■ **EXERCISE**: Answer with a single number stating how many lines of the entries below include the string "hair".

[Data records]
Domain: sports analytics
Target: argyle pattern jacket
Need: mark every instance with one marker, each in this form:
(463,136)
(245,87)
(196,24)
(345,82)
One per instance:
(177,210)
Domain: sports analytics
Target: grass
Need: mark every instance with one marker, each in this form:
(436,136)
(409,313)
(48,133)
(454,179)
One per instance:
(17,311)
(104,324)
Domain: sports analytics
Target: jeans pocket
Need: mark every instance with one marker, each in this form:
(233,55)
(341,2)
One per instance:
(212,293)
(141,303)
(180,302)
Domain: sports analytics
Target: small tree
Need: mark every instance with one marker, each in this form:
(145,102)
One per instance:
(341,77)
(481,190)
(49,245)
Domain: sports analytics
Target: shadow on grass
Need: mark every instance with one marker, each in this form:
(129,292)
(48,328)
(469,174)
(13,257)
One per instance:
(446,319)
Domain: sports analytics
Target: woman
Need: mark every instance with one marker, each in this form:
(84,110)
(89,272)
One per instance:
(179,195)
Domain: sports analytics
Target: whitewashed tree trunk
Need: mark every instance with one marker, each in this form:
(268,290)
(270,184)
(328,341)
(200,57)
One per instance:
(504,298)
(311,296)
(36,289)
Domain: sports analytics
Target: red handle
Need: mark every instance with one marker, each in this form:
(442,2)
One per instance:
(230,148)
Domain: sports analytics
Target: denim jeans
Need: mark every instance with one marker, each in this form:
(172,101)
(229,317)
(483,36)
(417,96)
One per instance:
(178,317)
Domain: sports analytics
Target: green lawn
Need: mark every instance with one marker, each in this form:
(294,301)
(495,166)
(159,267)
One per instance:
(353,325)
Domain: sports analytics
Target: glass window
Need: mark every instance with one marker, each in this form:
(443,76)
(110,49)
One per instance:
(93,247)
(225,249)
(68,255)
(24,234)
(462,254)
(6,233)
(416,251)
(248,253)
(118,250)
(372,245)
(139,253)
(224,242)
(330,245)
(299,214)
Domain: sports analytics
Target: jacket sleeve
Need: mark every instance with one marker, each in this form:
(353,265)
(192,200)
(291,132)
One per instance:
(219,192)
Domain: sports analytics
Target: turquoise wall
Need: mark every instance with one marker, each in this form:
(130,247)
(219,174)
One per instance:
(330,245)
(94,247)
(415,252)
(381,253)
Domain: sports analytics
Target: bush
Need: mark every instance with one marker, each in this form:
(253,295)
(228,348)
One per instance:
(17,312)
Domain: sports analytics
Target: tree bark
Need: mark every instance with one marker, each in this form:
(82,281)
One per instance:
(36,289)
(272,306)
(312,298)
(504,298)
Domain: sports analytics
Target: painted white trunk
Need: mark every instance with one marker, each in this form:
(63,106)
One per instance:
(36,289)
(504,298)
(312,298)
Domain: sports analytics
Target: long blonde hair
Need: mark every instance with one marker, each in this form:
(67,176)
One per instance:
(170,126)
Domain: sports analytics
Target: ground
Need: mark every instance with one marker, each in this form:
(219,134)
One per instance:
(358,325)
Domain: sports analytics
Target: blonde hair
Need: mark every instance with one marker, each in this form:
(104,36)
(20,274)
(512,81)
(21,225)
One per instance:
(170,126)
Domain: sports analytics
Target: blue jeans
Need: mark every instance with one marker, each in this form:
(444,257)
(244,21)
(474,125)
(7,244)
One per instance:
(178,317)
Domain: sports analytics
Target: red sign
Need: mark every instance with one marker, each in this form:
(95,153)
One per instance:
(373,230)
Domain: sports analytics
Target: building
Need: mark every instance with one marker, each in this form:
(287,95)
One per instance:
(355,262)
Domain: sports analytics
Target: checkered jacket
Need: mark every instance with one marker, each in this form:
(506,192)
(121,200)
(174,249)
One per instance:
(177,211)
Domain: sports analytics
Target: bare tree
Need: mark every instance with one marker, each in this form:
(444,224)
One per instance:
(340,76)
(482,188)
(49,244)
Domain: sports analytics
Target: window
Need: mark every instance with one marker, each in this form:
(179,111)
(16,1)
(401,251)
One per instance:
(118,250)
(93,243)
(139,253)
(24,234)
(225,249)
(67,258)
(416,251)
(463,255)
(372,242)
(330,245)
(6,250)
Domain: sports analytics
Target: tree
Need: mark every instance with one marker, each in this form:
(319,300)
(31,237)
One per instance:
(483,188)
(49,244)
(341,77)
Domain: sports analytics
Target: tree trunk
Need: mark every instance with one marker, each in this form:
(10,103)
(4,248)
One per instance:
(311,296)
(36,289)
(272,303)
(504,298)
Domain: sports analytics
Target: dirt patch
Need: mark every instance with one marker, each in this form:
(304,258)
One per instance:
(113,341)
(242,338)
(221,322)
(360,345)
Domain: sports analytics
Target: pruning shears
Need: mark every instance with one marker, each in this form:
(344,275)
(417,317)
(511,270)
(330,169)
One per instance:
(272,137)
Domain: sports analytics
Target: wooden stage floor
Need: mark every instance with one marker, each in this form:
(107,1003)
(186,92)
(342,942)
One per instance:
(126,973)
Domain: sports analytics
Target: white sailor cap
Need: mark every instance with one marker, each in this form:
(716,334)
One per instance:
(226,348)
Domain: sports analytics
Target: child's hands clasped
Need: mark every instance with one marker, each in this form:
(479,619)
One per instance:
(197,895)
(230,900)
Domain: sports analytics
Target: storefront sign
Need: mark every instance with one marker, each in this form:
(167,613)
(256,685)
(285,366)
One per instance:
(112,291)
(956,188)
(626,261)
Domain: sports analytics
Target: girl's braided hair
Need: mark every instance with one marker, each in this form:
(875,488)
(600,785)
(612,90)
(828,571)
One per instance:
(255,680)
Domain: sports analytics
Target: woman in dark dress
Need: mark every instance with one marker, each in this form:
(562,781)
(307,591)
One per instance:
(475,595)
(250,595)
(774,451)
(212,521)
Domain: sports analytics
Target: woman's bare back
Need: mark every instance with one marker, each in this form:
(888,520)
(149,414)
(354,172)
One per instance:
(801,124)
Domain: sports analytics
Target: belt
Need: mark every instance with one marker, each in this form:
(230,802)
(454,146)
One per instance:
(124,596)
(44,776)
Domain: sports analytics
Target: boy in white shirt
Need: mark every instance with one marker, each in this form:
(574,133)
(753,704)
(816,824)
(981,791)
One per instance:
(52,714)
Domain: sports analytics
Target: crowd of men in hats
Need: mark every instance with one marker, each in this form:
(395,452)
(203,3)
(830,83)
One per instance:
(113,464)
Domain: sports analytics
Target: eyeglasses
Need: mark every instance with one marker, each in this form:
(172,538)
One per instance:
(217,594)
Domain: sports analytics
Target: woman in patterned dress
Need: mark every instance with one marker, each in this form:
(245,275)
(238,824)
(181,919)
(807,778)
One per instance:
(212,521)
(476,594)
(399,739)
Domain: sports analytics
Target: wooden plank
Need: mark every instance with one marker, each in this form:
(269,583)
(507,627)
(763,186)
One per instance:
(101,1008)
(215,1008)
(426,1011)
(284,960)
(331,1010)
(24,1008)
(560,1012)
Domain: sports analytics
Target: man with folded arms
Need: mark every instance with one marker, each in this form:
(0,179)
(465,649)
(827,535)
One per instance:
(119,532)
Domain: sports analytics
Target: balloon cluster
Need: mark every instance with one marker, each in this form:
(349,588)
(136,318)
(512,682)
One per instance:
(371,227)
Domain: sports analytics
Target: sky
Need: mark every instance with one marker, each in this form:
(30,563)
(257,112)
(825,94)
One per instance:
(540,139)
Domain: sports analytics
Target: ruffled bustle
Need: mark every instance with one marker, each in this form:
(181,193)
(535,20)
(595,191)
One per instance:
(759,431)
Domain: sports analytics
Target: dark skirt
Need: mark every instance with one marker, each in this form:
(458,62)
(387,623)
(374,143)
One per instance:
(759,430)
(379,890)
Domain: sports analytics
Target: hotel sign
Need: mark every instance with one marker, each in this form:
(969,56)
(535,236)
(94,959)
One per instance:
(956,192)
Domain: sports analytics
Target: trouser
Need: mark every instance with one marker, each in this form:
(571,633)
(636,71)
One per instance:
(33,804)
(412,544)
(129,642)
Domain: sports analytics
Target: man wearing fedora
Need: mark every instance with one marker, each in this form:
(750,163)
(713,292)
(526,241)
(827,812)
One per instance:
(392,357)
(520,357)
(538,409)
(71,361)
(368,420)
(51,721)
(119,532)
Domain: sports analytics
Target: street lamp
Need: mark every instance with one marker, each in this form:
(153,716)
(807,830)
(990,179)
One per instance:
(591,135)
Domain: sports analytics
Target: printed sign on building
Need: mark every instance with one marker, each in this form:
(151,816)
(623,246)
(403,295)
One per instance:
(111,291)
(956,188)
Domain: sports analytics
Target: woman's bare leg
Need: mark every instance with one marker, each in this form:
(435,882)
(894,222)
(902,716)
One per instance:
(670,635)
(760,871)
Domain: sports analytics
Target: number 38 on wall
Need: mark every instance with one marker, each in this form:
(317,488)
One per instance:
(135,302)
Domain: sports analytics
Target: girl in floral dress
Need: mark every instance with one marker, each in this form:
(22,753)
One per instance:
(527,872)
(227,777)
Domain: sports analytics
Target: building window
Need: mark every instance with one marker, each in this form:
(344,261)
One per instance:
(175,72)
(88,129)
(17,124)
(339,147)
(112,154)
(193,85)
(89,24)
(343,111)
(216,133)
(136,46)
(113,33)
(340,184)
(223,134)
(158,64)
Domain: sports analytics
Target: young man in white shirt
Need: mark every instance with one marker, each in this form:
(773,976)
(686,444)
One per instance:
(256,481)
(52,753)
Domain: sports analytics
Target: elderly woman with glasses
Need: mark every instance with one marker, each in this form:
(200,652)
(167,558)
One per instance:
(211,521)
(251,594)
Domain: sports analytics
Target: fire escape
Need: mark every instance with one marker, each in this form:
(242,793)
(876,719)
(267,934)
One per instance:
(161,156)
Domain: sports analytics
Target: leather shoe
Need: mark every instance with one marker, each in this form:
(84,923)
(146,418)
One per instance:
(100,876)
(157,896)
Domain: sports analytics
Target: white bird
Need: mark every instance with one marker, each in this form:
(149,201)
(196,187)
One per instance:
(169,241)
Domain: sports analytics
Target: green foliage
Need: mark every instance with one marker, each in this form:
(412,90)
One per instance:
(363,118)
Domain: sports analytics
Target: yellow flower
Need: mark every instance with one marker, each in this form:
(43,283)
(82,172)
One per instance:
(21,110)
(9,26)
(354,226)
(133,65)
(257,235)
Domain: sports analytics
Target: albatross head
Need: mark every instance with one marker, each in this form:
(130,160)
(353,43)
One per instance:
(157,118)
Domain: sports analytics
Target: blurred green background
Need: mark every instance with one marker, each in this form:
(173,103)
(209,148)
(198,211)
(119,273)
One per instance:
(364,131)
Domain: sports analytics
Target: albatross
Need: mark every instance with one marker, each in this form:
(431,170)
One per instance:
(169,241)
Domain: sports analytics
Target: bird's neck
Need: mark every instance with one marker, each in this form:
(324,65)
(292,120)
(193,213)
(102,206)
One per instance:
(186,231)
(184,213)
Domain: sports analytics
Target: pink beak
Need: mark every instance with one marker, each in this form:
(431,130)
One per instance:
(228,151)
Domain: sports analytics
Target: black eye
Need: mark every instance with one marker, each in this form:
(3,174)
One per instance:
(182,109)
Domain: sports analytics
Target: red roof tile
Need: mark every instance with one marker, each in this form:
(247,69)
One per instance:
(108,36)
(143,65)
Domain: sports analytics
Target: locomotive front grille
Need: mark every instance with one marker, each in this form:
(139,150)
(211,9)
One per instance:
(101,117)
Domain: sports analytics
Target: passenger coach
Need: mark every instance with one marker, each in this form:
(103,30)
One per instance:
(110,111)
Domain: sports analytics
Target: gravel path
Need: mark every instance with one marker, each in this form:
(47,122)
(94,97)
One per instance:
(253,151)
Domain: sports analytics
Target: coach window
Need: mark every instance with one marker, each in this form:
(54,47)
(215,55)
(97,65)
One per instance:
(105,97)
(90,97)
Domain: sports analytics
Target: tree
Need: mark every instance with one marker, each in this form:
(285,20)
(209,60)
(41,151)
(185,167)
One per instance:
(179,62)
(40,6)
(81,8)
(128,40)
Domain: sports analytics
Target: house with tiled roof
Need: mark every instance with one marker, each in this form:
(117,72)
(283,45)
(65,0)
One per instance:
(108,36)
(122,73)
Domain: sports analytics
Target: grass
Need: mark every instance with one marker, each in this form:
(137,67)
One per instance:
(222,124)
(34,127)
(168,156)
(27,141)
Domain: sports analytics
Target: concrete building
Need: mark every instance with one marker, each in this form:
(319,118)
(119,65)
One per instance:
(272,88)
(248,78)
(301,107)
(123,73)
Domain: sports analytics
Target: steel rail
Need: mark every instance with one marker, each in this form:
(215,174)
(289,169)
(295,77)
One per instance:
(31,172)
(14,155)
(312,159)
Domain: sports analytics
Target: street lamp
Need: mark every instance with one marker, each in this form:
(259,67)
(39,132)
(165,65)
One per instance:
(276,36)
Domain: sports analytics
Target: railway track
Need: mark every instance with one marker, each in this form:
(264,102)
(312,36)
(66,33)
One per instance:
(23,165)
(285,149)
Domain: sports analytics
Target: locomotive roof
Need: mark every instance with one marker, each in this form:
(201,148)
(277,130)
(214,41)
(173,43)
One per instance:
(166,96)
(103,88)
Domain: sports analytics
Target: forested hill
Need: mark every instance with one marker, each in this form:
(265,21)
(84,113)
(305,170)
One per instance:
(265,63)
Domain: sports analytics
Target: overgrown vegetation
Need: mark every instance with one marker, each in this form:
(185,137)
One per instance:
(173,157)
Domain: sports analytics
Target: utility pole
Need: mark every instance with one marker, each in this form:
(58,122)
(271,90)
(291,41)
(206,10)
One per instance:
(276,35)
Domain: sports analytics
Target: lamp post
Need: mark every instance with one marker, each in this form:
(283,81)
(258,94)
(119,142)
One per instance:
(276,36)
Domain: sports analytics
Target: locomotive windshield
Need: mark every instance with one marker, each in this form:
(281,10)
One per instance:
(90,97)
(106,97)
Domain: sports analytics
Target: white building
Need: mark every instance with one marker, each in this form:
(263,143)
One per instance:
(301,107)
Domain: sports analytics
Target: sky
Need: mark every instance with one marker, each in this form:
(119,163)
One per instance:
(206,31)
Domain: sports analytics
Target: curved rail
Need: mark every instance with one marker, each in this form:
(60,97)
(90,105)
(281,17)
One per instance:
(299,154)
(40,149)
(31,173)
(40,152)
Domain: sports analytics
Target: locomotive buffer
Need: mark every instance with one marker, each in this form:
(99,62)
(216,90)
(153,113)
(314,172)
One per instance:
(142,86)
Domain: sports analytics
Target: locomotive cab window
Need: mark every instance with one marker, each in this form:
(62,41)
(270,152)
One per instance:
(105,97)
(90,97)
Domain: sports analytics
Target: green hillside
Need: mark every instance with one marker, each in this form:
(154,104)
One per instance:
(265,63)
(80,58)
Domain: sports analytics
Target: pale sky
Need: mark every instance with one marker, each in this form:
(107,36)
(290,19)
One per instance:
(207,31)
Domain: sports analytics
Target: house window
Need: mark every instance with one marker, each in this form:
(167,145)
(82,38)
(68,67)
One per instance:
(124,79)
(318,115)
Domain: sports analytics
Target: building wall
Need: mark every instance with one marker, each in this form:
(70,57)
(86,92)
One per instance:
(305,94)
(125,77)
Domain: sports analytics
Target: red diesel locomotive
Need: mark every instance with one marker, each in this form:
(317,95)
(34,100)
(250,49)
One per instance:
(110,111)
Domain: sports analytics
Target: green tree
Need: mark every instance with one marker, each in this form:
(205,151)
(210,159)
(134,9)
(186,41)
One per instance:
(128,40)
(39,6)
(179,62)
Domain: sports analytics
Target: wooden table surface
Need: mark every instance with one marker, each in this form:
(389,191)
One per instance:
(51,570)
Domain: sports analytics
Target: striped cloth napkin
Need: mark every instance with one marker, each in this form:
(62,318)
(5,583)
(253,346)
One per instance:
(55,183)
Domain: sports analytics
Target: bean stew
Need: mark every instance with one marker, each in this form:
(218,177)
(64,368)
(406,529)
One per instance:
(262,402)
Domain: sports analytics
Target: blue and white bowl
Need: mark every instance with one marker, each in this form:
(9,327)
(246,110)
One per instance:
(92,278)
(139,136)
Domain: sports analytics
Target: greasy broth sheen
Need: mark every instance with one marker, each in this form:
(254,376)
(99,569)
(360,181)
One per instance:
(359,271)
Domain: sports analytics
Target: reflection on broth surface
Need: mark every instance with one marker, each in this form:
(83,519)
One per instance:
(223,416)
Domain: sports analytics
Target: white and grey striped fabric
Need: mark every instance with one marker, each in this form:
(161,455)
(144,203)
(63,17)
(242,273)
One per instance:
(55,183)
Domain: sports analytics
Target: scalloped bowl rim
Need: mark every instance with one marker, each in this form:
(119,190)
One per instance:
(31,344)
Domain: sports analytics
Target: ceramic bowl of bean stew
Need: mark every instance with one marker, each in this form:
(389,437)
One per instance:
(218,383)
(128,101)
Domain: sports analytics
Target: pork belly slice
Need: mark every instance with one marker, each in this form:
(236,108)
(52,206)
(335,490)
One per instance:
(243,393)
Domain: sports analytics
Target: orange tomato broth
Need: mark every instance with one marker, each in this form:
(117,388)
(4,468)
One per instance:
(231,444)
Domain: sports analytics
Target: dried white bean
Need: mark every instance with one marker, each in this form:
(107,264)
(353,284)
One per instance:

■ **SOLUTION TO THIS TASK**: 3